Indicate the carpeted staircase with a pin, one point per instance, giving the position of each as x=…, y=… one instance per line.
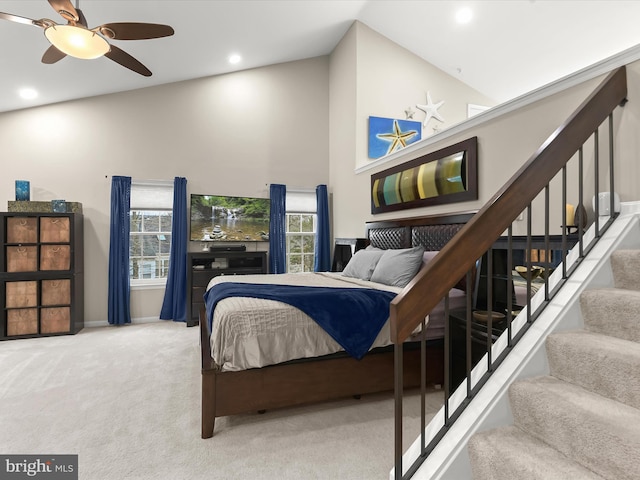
x=583, y=420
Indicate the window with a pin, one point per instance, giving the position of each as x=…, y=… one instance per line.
x=301, y=240
x=150, y=216
x=301, y=231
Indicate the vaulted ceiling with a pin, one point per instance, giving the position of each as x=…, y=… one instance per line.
x=508, y=48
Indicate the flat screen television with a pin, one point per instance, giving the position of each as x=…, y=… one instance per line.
x=216, y=218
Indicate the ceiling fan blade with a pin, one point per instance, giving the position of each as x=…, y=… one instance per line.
x=126, y=60
x=18, y=19
x=66, y=9
x=81, y=20
x=52, y=55
x=134, y=30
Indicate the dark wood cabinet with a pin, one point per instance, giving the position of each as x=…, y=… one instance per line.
x=203, y=266
x=41, y=274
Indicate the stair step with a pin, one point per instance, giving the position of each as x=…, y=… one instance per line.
x=508, y=453
x=612, y=311
x=626, y=269
x=597, y=432
x=602, y=364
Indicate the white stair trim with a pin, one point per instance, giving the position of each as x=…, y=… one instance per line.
x=490, y=408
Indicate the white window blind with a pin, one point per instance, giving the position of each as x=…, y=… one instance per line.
x=151, y=194
x=300, y=201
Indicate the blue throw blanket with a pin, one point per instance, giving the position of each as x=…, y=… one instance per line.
x=352, y=316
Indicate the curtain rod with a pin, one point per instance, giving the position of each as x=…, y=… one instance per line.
x=298, y=189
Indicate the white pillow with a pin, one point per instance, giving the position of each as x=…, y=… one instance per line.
x=362, y=264
x=397, y=267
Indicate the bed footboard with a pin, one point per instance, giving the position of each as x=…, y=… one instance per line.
x=304, y=382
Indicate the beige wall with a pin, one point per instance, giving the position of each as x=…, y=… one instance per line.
x=301, y=123
x=505, y=143
x=228, y=135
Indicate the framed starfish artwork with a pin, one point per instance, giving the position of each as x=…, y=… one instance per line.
x=446, y=176
x=388, y=135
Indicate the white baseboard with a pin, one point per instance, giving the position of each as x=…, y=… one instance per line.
x=105, y=323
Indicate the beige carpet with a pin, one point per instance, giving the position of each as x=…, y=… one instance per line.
x=127, y=401
x=582, y=420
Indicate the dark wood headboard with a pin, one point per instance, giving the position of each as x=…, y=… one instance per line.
x=432, y=231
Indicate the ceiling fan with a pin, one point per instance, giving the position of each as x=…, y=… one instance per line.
x=76, y=39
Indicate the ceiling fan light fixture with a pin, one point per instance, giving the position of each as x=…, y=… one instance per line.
x=77, y=41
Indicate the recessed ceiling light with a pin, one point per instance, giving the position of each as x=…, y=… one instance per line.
x=28, y=93
x=464, y=15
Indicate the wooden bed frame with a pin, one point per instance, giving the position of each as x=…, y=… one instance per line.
x=333, y=376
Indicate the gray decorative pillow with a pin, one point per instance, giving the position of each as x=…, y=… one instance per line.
x=397, y=267
x=362, y=264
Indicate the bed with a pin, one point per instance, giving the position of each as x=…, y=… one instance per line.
x=245, y=367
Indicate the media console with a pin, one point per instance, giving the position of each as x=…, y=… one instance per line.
x=203, y=266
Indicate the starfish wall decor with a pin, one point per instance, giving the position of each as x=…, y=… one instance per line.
x=431, y=109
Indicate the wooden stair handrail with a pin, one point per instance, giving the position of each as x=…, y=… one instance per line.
x=432, y=282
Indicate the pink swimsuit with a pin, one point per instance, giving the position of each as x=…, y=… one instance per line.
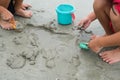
x=116, y=4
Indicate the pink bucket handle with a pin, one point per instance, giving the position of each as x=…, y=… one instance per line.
═══
Please write out the material from the line containing "Indicate the wooden stair" to its final line, both inclusive, exactly as it appears; pictures are not part of the copy.

* _Your solution_
Indicate the wooden stair handrail with a pin, one point per instance, giving the position of each as x=…, y=… one instance per line.
x=432, y=282
Indicate the pink swimsuit with a pin, one point per instance, giving the position of each as x=…, y=… one instance per line.
x=116, y=4
Indicate the pink bucket handle with a pin, one point per instance, giving the position of each as x=…, y=… one instance per line.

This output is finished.